As bytes and unicode and str stuff is heavily changed between them, of
course it has to do.

And I think you know that and try to confuse and FUD us all - with no avail.

Thomas

Terry Reedy

unread,

Jan 13, 2014, 6:05:04 PM1/13/14

to pytho...@python.org

On 1/13/2014 4:54 AM, wxjm...@gmail.com wrote:

> I'm afraid I'm understanding Python (on this
> aspect very well).

Really?

> Do you belong to this group of people who are naively
> writing wrong Python code (usually not properly working)
> during more than a decade?

To me, the important question is whether this and previous similar posts
are intentional trolls designed to stir up the flurry of responses they
get or 'innocently' misleading or even erroneous. If your claim of
understanding Python and Unicode is true, then this must be a troll
post. Either way, please desist, or your access to python-list from
google-groups may be removed.

> 'ß' is the the fourth character in that text "Straße"
> (base index 0).

As others have said, in the *unicode text "Straße", 'ß' is the fifth
character, at character index 4, ...

* * * * * * *

## Problems to work on
1 > In the Python Unicode thread, what does Terry Reedy say may be removed if the posts continue?
2 > Write the next part of the Python Unicode thread, picking up after its final line.

## Dataset
* * * * * * *

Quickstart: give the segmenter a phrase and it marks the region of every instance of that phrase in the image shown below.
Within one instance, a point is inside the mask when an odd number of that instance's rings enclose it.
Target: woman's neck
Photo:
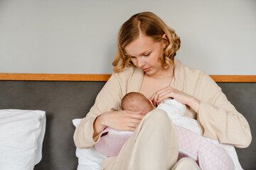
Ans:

* * * * * * *

## Responses to the tasks
1 > The poster's access to python-list from google-groups may be removed.

2 >
> This assertions are correct (byte string and unicode).

whereas, when the text is encoded into bytes, the byte index depends on
the encoding and the assertion that it is always 4 is incorrect. Did you
know this or were you truly ignorant?

>>>> sys.version
> '2.7.6 (default, Nov 10 2013, 19:24:18) [MSC v.1500 32 bit (Intel)]'
>>>> assert 'Straße'[4] == 'ß'

Sometimes true, sometimes not.

>>>> assert u'Straße'[4] == u'ß'

> PS Nothing to do with Py2/Py3.

This issue has everything to do with Py2, where 'Straße' is encoded
bytes, versus Py3, where 'Straße' is unicode text where each character
of that word takes one code unit, whether each is 2 bytes or 4 bytes.

If you replace 'ß' with any astral (non-BMP) character, this issue
appears even for unicode text in 3.2-, where an astral character
requires 2, not 1, code units on narrow builds, thereby screwing up
indexing, just as can happen for encoded bytes. In 3.3+, all characters
use 1 code unit and indexing (and slicing) always works properly. This
is another unicode issue where you appear not to understand, but might
just be trolling.

--
Terry Jan Reedy

Robin Becker

unread,

Jan 15, 2014, 7:00:51 AM1/15/14

to pytho...@python.org

On my utf8 based system

> robin@everest ~:
> $ cat ooo.py
> if __name__=='__main__':
> import sys
> s='A̅B'
> print('version_info=%s\nlen(%s)=%d' % (sys.version_info,s,len(s)))
> robin@everest ~:
> $ python ooo.py
> version_info=sys.version_info(major=3, minor=3, micro=3, releaselevel='final', serial=0)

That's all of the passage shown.